AVAILABLE DATA.

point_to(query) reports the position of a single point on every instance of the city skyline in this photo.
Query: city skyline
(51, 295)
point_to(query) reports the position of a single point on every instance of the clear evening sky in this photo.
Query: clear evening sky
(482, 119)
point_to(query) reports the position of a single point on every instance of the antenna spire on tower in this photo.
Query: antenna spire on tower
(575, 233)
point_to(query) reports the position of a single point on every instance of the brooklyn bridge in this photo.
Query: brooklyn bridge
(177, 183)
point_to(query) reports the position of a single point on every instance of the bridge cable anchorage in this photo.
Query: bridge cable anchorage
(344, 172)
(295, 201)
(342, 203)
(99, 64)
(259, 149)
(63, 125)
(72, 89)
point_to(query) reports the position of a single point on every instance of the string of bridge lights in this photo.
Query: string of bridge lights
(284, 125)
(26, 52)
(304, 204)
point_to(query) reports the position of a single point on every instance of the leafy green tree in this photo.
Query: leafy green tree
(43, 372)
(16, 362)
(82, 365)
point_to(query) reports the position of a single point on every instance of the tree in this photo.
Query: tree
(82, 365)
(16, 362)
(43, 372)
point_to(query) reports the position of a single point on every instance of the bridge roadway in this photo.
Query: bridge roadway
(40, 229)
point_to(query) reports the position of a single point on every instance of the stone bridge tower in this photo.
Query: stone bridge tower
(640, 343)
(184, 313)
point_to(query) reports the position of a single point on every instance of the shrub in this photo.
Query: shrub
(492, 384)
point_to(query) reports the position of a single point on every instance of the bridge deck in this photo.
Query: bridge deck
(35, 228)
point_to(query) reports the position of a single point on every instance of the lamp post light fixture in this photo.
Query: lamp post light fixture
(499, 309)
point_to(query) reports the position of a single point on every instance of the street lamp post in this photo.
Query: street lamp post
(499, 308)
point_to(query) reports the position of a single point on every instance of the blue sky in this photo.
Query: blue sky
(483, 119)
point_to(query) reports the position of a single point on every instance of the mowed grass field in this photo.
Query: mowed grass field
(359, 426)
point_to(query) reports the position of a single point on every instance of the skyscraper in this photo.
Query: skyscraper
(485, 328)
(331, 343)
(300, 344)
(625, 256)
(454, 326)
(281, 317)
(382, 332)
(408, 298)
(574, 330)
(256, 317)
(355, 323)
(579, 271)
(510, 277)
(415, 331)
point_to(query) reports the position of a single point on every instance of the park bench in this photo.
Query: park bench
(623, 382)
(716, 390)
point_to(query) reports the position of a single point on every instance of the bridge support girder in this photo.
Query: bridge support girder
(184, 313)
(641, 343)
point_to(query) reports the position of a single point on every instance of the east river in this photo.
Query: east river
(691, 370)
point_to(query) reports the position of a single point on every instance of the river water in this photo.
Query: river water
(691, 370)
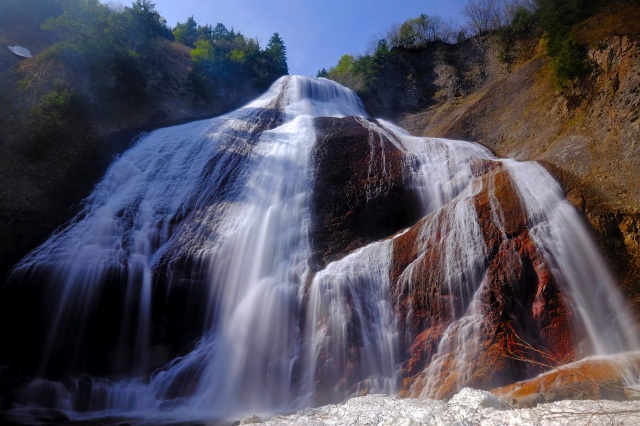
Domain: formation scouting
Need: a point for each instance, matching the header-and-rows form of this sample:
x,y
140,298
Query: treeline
x,y
225,54
123,45
560,22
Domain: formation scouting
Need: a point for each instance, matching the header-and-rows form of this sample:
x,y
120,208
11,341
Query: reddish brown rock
x,y
594,378
524,323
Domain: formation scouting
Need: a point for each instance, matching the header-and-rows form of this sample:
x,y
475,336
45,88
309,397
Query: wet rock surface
x,y
360,192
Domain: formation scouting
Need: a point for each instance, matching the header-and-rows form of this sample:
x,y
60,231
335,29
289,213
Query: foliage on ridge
x,y
569,27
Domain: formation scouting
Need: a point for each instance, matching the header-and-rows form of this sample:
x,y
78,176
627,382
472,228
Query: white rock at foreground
x,y
468,407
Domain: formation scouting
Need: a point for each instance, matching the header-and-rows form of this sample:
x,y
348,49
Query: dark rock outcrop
x,y
520,311
360,193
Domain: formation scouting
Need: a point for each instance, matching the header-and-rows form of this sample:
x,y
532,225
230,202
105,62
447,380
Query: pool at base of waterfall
x,y
468,407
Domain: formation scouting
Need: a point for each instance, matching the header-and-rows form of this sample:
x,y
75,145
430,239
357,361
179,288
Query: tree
x,y
486,15
186,33
276,54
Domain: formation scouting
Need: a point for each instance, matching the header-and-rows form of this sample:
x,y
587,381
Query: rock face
x,y
592,378
361,193
516,306
468,272
587,138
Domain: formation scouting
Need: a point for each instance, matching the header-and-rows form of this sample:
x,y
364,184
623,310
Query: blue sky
x,y
316,32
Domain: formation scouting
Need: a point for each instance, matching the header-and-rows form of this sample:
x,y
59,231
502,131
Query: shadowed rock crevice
x,y
360,191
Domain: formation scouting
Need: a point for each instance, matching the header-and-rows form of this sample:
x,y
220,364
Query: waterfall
x,y
197,246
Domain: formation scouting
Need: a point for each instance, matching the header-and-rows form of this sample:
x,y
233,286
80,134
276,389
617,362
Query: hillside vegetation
x,y
559,84
100,75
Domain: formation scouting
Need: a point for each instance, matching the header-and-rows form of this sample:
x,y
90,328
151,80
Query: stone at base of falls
x,y
591,378
469,407
520,304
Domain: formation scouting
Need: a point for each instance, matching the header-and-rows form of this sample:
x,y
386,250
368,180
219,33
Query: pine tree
x,y
276,54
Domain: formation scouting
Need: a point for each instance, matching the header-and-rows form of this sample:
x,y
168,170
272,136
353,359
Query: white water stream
x,y
233,193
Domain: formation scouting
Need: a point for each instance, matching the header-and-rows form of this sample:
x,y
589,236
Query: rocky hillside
x,y
587,136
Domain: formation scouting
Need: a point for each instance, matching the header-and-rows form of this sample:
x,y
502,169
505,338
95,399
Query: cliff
x,y
586,136
62,125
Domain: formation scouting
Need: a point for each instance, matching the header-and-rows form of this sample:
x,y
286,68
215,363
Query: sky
x,y
316,32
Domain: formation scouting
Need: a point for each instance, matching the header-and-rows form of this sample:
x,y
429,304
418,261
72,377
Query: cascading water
x,y
217,214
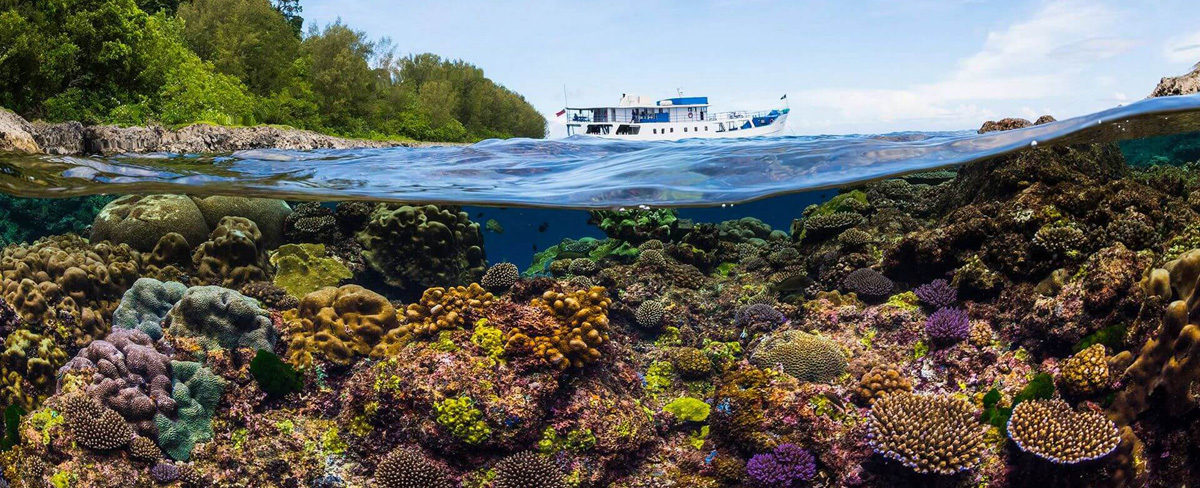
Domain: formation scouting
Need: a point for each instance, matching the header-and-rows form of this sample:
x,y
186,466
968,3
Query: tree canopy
x,y
239,62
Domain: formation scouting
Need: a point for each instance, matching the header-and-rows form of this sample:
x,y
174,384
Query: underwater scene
x,y
1006,307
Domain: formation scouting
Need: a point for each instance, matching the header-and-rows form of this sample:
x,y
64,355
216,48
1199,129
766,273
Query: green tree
x,y
341,78
246,38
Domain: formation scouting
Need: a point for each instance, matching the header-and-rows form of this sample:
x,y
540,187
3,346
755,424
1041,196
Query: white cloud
x,y
1039,58
1183,49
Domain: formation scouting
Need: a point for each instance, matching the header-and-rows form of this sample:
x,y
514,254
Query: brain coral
x,y
27,368
197,392
417,247
142,221
339,324
868,283
304,269
265,212
233,255
145,305
95,426
1050,429
221,318
1086,373
803,355
408,469
928,433
127,374
528,470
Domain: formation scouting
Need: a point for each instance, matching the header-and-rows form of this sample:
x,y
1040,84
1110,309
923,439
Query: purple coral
x,y
127,375
789,465
759,315
948,325
937,294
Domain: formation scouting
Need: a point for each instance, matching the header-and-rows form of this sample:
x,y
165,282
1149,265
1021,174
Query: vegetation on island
x,y
239,62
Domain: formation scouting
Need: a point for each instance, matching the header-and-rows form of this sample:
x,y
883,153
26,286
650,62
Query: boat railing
x,y
697,116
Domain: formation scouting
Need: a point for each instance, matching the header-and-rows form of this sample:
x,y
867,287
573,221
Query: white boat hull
x,y
676,131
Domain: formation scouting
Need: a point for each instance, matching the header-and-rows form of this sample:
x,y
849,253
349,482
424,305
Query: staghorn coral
x,y
339,324
221,318
802,355
415,247
127,374
197,392
405,468
528,469
145,305
442,309
649,314
234,254
95,426
501,277
1086,373
881,381
28,362
1050,429
582,327
786,467
928,433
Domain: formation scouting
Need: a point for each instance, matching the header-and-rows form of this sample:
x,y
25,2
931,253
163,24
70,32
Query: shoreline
x,y
76,139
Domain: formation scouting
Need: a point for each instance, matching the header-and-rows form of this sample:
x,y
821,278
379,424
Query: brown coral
x,y
583,327
928,433
339,324
1050,429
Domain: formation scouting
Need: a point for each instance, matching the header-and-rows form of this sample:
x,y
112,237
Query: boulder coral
x,y
337,325
417,247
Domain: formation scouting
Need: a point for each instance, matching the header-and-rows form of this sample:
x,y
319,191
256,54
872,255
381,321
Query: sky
x,y
868,66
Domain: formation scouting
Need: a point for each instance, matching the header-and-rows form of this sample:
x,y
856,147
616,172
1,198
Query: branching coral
x,y
339,324
582,317
1050,429
802,355
197,392
415,247
927,433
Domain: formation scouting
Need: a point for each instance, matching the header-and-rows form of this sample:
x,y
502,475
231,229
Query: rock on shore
x,y
73,138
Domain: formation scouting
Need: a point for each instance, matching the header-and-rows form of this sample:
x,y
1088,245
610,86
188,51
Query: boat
x,y
636,118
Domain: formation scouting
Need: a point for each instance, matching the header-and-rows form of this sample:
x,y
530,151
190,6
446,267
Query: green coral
x,y
197,392
305,267
462,420
275,377
689,409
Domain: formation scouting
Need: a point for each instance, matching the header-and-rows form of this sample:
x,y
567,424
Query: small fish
x,y
493,226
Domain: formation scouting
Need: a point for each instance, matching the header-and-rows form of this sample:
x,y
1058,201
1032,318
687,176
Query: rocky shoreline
x,y
73,138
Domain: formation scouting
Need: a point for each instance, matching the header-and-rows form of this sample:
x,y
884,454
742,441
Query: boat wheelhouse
x,y
670,119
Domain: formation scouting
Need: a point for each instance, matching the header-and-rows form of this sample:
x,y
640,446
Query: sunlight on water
x,y
581,173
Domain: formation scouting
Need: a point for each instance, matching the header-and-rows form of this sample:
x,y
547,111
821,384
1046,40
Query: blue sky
x,y
846,66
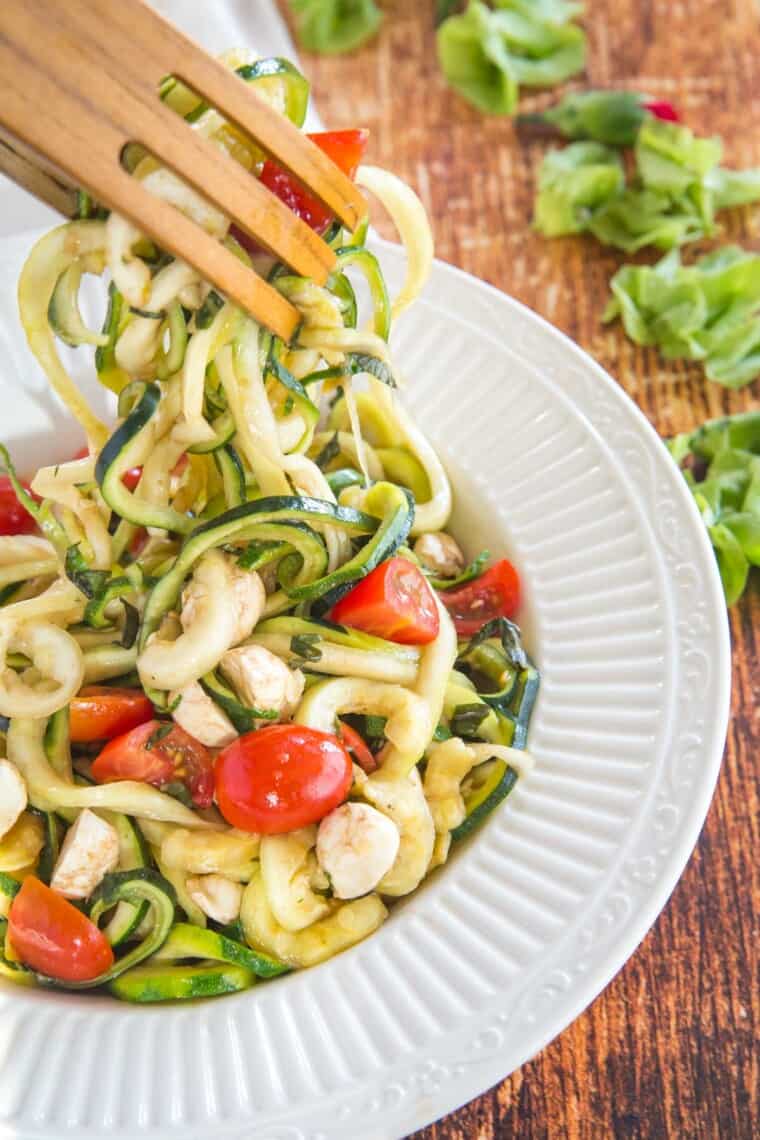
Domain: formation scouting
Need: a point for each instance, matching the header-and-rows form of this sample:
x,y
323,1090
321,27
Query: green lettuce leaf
x,y
720,462
475,62
670,157
603,116
333,26
734,187
638,218
487,54
708,311
572,184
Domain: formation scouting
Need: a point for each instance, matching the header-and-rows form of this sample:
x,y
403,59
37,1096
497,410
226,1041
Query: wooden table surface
x,y
670,1049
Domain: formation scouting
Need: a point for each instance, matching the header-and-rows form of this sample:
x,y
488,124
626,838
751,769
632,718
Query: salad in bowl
x,y
252,691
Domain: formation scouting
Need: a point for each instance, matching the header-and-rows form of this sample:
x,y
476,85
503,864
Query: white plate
x,y
485,965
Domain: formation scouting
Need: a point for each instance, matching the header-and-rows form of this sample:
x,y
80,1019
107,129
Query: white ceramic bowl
x,y
470,977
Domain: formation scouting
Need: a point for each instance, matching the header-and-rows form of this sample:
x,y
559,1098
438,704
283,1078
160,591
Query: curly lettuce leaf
x,y
678,186
720,462
475,60
334,26
485,54
709,311
671,159
638,218
734,187
573,182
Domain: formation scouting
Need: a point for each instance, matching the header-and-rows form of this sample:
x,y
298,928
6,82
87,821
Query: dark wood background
x,y
670,1049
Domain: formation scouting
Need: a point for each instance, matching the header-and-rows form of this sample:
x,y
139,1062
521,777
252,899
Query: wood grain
x,y
670,1049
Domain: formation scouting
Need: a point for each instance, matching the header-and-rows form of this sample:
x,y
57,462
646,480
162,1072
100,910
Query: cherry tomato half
x,y
158,752
394,602
14,518
495,594
52,937
358,748
282,778
345,148
99,713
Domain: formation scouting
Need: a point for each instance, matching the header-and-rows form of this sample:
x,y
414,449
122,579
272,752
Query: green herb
x,y
148,314
131,625
157,735
84,204
721,464
177,790
89,581
467,718
258,553
331,450
357,363
304,645
709,311
487,54
334,26
474,570
603,116
509,636
209,310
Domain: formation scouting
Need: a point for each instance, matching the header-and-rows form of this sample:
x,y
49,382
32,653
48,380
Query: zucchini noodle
x,y
239,722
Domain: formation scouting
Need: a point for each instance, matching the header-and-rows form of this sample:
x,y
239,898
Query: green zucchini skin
x,y
230,469
344,477
188,941
392,532
54,837
225,430
240,523
497,790
133,887
243,717
366,261
133,855
161,982
124,450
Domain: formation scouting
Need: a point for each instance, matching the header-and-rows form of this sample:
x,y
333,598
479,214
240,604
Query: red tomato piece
x,y
495,594
158,752
52,937
282,778
346,151
661,108
99,713
394,602
357,747
14,518
131,478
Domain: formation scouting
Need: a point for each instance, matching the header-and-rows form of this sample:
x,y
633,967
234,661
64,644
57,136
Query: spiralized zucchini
x,y
346,925
56,674
195,556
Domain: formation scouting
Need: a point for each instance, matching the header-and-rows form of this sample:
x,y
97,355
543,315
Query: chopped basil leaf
x,y
467,718
331,450
304,645
157,735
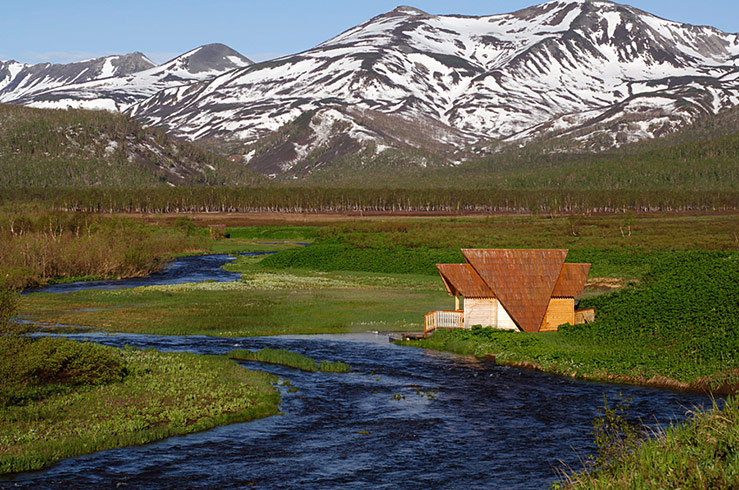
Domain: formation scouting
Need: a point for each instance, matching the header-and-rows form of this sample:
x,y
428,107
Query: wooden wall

GIVEN PROBLEM. Pick out every line in the entries that holds the string "boat" and copy each of those lines in full.

EXPECTED ANSWER.
Query: boat railing
Query: white boat hull
Query: boat
Query: boat wheelhouse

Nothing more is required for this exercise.